Find each row below that contains the word "wheel", and copy every such row in full.

SUPPLIED RECORDS
━━━━━━━━━━━━━━━━━━━━

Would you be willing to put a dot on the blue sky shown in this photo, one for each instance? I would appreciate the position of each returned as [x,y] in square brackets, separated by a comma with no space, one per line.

━━━━━━━━━━━━━━━━━━━━

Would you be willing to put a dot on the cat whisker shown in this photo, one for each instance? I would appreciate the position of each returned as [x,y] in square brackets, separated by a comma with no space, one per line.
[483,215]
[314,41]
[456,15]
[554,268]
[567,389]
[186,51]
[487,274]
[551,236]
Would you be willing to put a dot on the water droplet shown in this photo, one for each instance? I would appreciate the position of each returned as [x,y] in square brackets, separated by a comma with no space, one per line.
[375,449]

━━━━━━━━━━━━━━━━━━━━

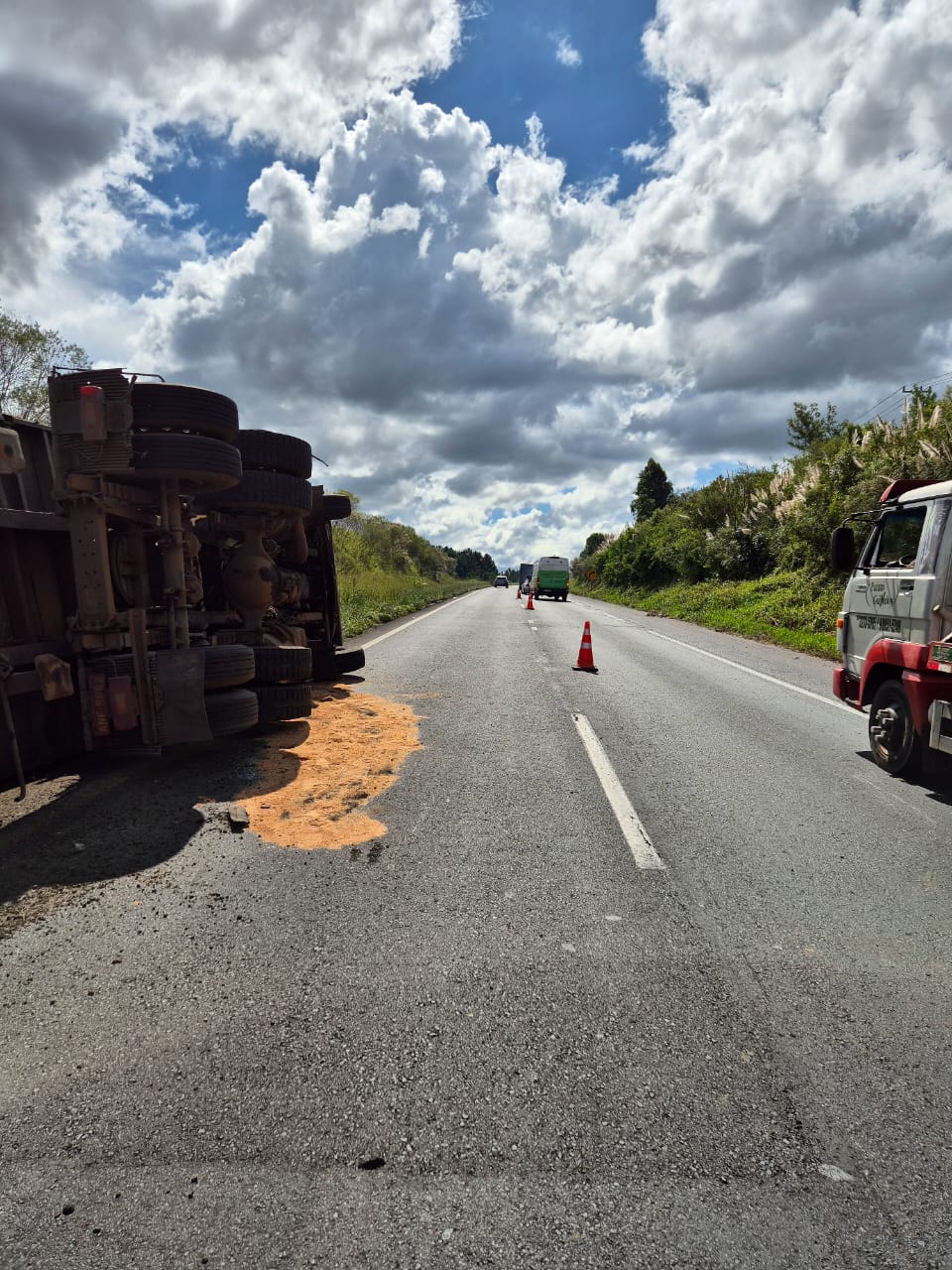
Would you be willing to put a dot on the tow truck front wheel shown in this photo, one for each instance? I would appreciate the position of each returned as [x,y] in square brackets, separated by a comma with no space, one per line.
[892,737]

━━━━━━━━━━━━━━━━━━━━

FINISHED ANSWER
Would you be willing to put a dot on the tow truck front wheel shown in this photo, one for each instance? I would appreciate the position of each returned as [x,y] in square brackets, separated by a comma with no space, one per line.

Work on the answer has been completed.